What you should do: Set down, word for word, the stretch of lines from the one containing "Please locate the turret" to the end of the records below.

Data rows:
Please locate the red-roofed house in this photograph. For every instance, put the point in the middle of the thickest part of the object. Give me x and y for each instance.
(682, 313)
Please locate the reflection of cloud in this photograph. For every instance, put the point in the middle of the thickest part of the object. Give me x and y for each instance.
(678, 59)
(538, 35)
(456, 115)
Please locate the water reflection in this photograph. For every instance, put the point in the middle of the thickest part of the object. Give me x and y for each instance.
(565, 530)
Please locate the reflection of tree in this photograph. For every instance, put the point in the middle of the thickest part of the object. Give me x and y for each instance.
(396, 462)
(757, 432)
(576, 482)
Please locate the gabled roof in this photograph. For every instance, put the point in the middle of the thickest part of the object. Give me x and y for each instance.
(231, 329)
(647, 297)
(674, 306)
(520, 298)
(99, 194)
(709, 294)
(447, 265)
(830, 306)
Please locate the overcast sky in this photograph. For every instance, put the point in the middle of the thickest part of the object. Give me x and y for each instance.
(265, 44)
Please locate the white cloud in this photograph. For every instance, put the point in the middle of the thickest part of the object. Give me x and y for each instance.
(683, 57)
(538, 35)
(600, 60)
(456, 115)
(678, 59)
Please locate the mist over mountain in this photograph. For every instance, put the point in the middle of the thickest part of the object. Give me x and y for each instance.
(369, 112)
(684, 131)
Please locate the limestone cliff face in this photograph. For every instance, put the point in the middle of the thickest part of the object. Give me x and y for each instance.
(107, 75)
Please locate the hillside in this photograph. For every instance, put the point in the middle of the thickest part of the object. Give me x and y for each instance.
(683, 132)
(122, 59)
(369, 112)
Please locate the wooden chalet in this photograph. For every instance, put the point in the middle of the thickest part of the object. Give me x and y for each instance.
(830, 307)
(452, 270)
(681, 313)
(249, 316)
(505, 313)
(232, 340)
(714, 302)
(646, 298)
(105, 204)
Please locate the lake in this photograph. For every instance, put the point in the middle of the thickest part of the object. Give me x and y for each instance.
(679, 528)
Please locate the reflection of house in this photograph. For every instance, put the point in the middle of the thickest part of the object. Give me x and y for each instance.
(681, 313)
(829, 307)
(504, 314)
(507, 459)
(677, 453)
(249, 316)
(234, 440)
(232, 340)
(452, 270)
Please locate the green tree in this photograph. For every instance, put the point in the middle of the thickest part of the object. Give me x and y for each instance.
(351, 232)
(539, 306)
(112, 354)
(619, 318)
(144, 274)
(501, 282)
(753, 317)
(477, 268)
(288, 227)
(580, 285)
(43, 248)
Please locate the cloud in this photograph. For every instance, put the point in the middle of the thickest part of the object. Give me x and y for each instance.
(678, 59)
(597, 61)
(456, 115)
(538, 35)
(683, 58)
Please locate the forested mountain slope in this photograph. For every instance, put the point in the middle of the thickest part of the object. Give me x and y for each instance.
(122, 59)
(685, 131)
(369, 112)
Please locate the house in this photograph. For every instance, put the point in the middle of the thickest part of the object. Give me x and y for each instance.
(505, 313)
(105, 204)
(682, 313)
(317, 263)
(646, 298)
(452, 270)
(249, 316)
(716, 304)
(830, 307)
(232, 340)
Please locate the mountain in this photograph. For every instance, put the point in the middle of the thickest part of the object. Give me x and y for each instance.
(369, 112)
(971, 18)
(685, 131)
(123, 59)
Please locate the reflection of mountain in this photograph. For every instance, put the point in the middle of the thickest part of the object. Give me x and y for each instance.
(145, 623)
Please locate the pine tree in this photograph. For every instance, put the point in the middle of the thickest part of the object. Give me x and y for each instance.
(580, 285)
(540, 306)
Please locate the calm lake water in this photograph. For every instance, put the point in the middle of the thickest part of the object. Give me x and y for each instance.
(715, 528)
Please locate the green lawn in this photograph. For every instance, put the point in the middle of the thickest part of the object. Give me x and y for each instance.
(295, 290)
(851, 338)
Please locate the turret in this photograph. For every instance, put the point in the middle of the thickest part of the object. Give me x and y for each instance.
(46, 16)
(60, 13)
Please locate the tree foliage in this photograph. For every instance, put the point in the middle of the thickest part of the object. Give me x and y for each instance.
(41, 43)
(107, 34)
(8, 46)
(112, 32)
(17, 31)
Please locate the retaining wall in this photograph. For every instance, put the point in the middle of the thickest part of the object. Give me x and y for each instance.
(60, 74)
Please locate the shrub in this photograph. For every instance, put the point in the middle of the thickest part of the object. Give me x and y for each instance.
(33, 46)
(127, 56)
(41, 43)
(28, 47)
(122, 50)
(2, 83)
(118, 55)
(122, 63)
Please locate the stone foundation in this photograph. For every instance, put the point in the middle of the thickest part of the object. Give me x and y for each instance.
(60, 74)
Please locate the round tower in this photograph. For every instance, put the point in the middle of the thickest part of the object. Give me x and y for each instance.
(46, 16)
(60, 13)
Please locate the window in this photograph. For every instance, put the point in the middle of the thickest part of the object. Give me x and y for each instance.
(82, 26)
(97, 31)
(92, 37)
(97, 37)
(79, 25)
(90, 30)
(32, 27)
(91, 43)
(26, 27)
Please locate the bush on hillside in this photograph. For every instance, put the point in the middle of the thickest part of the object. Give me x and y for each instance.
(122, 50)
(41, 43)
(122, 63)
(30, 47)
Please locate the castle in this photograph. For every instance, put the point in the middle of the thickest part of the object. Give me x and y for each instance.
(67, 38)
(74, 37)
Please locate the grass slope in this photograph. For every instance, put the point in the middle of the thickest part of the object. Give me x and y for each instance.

The reply:
Please locate the turret in this photograph. For every instance, put the point in the middle of the thickest part of the object. Give me x and y for each instance.
(46, 16)
(60, 13)
Please locate the tree foliage in this photograph. For every instance, put the point in the middle of the thickest part of the object. Give me x and y for each instance.
(41, 43)
(107, 34)
(8, 46)
(112, 32)
(17, 31)
Please locate the retaining wall in this photograph. For every instance, put the point in the middle of the thickest part of the object. Give me x and y for each instance.
(60, 74)
Please locate the shrub in this photograph. For every instance, put the point in the middle of the thickest part of the object. Give me x and y for each instance.
(33, 46)
(127, 56)
(41, 43)
(28, 47)
(122, 50)
(2, 83)
(118, 55)
(122, 63)
Please locate the stone foundation in this photograph. For every instance, put the point in the middle of the thickest part of the object. Give me x and y for each instance.
(60, 74)
Please locate the round tower in this photograph. For every instance, put the point in the middle of the thickest part of the object. Give me x and y for each instance.
(46, 16)
(60, 13)
Please locate the window in this photograph. For every instance, put the point in the middle of the thickest part of the object. Give me x and y for each instance.
(82, 26)
(97, 31)
(92, 37)
(97, 37)
(79, 25)
(90, 30)
(32, 27)
(91, 43)
(26, 27)
Please locate the bush on hillside in this photograph. For every instance, put the point in the middle of the thickest part of the object. Give me x and y for each instance.
(122, 50)
(41, 43)
(122, 63)
(30, 47)
Please locate the castle in this photograph. For every instance, put the point in the middle of the thickest part of the object. Give me x and y for each instance.
(67, 38)
(74, 37)
Please locate the grass slope in this photograph. For every instance, put the point in the middle of the thickest part of the object. Give me x and y for each instance.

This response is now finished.